Exercise directions: Reading the listing below, count the lines that contain the word "ground" and give that count alone.

◆ ◆ ◆

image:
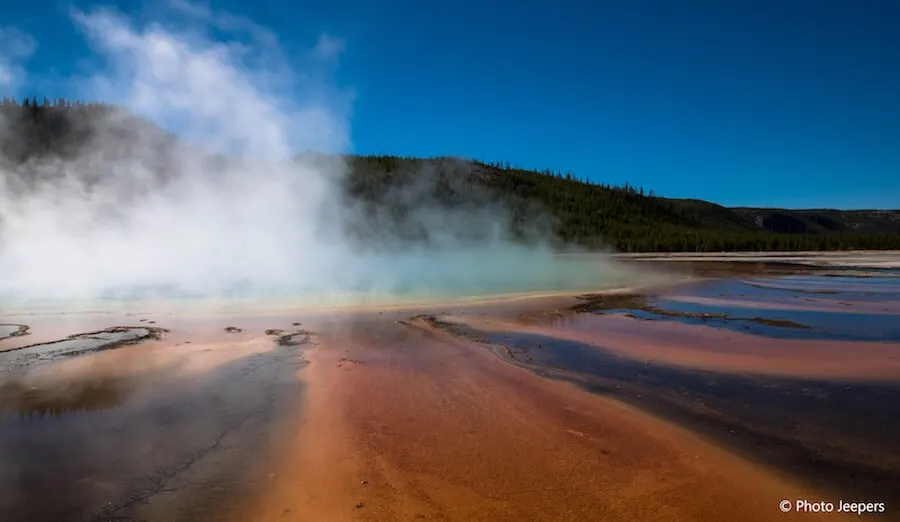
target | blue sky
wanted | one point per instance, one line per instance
(788, 103)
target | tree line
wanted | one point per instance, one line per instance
(573, 209)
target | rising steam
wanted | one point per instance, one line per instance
(229, 207)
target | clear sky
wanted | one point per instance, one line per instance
(792, 103)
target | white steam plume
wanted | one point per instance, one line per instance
(228, 207)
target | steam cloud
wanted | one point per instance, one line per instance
(229, 206)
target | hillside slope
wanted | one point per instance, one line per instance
(395, 193)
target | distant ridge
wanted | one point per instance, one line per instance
(577, 212)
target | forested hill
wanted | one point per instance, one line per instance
(587, 214)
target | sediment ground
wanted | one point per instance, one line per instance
(493, 410)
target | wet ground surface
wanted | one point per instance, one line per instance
(94, 441)
(811, 307)
(840, 435)
(149, 421)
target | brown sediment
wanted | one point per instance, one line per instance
(701, 347)
(19, 331)
(430, 426)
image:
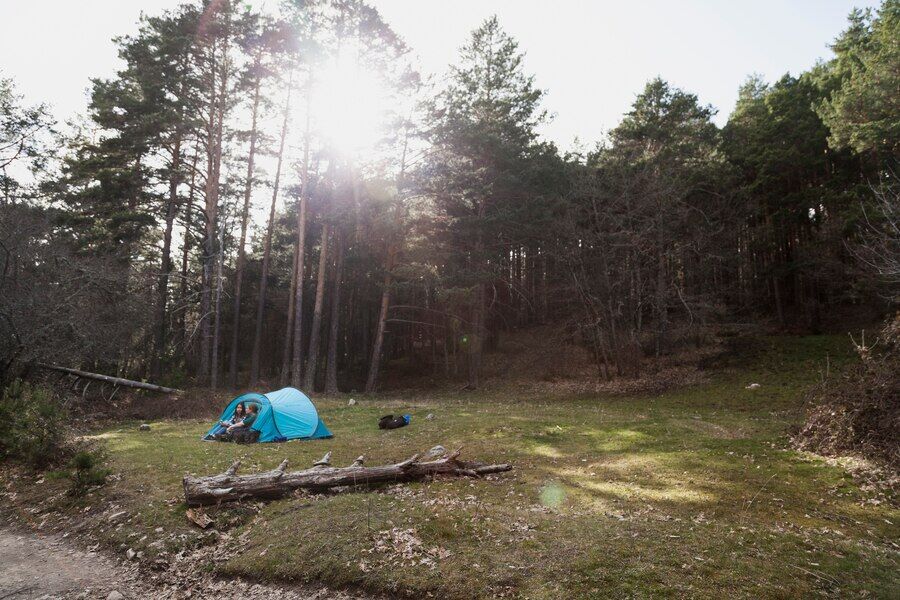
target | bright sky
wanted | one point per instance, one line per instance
(591, 56)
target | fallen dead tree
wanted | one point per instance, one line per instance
(199, 491)
(116, 381)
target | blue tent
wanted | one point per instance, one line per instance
(287, 414)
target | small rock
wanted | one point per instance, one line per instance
(437, 451)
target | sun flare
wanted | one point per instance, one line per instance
(350, 104)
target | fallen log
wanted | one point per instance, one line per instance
(109, 379)
(228, 486)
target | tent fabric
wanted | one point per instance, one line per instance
(286, 414)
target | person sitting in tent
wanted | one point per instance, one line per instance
(241, 431)
(240, 411)
(285, 414)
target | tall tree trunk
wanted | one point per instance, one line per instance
(215, 130)
(209, 213)
(289, 331)
(312, 357)
(393, 250)
(185, 257)
(239, 267)
(267, 251)
(476, 343)
(162, 286)
(375, 361)
(214, 376)
(297, 358)
(334, 324)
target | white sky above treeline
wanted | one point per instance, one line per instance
(592, 56)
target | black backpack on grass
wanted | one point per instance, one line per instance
(392, 422)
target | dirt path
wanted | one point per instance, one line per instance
(48, 566)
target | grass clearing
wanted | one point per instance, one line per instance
(694, 492)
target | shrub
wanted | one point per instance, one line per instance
(86, 472)
(859, 411)
(33, 425)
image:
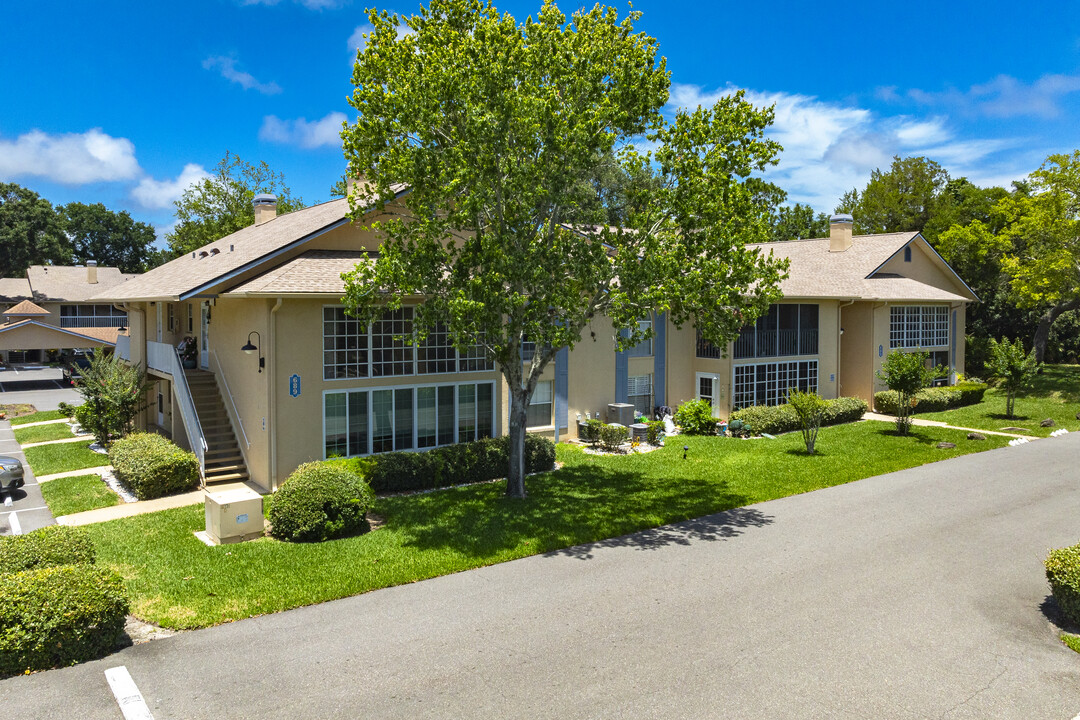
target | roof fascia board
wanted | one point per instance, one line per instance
(199, 291)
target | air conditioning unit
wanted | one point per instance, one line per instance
(233, 515)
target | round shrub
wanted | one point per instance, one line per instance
(1063, 571)
(320, 501)
(56, 616)
(45, 547)
(696, 418)
(152, 466)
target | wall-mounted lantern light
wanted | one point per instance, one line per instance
(251, 349)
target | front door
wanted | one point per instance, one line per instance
(709, 389)
(204, 336)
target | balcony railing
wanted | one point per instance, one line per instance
(165, 358)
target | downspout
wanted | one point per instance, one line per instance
(272, 395)
(839, 334)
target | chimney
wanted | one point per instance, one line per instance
(266, 208)
(839, 232)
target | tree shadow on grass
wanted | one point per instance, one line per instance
(572, 506)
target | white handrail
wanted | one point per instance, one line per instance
(216, 367)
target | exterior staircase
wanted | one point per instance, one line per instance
(225, 463)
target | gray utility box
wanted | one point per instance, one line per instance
(233, 515)
(621, 412)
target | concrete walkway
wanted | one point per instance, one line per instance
(937, 423)
(918, 594)
(129, 510)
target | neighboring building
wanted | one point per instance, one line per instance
(49, 310)
(282, 376)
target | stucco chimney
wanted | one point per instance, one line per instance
(266, 208)
(839, 232)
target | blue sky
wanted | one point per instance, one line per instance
(125, 103)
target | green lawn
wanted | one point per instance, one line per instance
(37, 417)
(57, 431)
(176, 581)
(1055, 394)
(75, 494)
(49, 459)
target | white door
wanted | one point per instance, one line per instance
(709, 389)
(204, 336)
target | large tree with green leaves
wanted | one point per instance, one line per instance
(221, 204)
(111, 239)
(498, 127)
(30, 231)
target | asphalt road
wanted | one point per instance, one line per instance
(914, 595)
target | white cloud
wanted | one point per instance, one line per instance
(304, 133)
(71, 158)
(1003, 96)
(161, 193)
(227, 67)
(831, 148)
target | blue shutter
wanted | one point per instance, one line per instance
(621, 374)
(562, 386)
(660, 361)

◆ ◆ ◆

Expected output: 2